(Consigna 1) En el texto sobre el empleo y el cambio técnico en España, ¿qué pasó con el empleo en las épocas de crecimiento económico?
(Consigna 2) Sigue el texto sobre el empleo y el cambio técnico a partir de su última frase.

(Fuente)
· · · ·

Aquí nos interesan dos posibles impactos de estos vectores en relación a la inclusión social, la cantidad de empleo y su calidad. En relación al primero la clave es la diferenciación entre tareas y empleos. Los diversos estudios hasta el momento nos dicen que la sustitución del trabajo sería parcial, de tareas, y con mucha menor probabilidad total, de empleo u ocupaciones. Respecto a la calidad, las hipótesis más modernas plantean que el cambio técnico provocaría la polarización de la estructura del empleo, con destrucción de empleo en su parte central y crecimiento en los extremos inferior (peores salarios) y superior (mejores salarios).
En el caso de España, en los estudios disponibles se puede observar que durante los periodos de estancamiento o crisis económica (1977-1985, 1992-1993 y 2008-2013) se produjo una mayor destrucción de empleo en el centro de la distribución (en la parte baja en el primero de los periodos) y por lo tanto una dinámica de polarización del mercado de trabajo, mientras que en las épocas de crecimiento económico (1985-1991, 1994-2008 y 2013-2016) se produce un crecimiento del empleo a lo largo de toda la distribución de la renta, si acaso con mayor intensidad en los tramos centrales. No parece, por lo tanto, que España se ajuste al patrón canónico de polarización del cambio tecnológico sesgado al empleo.

· · · ·

(Sección de datos)
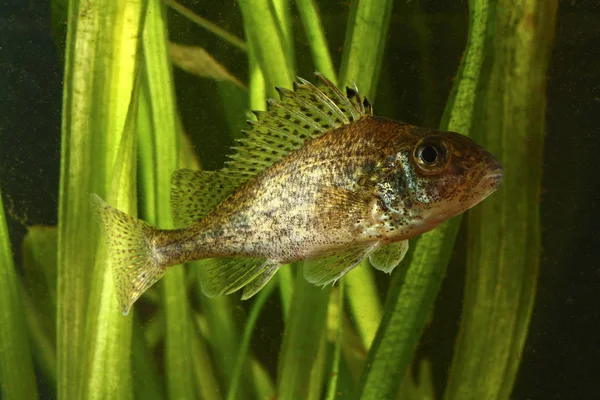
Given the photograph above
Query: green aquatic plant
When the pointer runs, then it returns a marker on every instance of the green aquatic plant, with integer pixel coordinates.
(122, 138)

· · · ·

(Respuesta escrita 1) Creció a lo largo de toda la distribución de la renta, si acaso con mayor intensidad en los tramos centrales.

(Respuesta escrita 2)
En el caso de que los mecanismos tradicionales de compensación de los aumentos de la productividad no fueran suficientes para neutralizar sus efectos sobre el desempleo, cabe plantear distintas opciones de política social que actúen como mecanismos compensatorios. Son una suma de nuevas y viejas ideas que se pueden agrupar a lo largo de cuatro grandes ejes.
El primero de ellos es facilitar la adaptación de los trabajadores a los nuevos tiempos tecnológicos. Esta estrategia exigiría redoblar los esfuerzos en la tradicional, y no siempre exitosa, política de formación, reciclaje y aprendizaje a lo largo de la vida.
El segundo eje se centraría en la adaptación del sistema de protección social y laboral a las nuevas formas de empleo, lo que probablemente signifique actuar simultáneamente en dos frentes: evaluar la necesidad de mejorar la protección social a los trabajadores con relaciones no estándar de empleo, y reforzar los mecanismos de control y legislativos para impedir la creación en la práctica de nuevas relaciones laborales fuera del paraguas de la protección social y laboral.
El tercer eje supone desvincular bien el empleo, bien los ingresos, ya sea total o parcialmente, del funcionamiento del mercado de trabajo y de la participación de las personas, como oferentes de trabajo, en el mismo. Esta política se podría vehicular mediante tres tipos distintos de medidas:
a) el desarrollo de programas de empleo garantizados,
b) la creación de una renta básica universal, RB,
c) el diseño de programas de complementos salariales.
Y mientras se desarrollan estos tres ejes, de manera urgente y provisional, habría que abordar reforzándolo el mecanismo actualmente existente de política social, las Rentas Mínimas de Inserción.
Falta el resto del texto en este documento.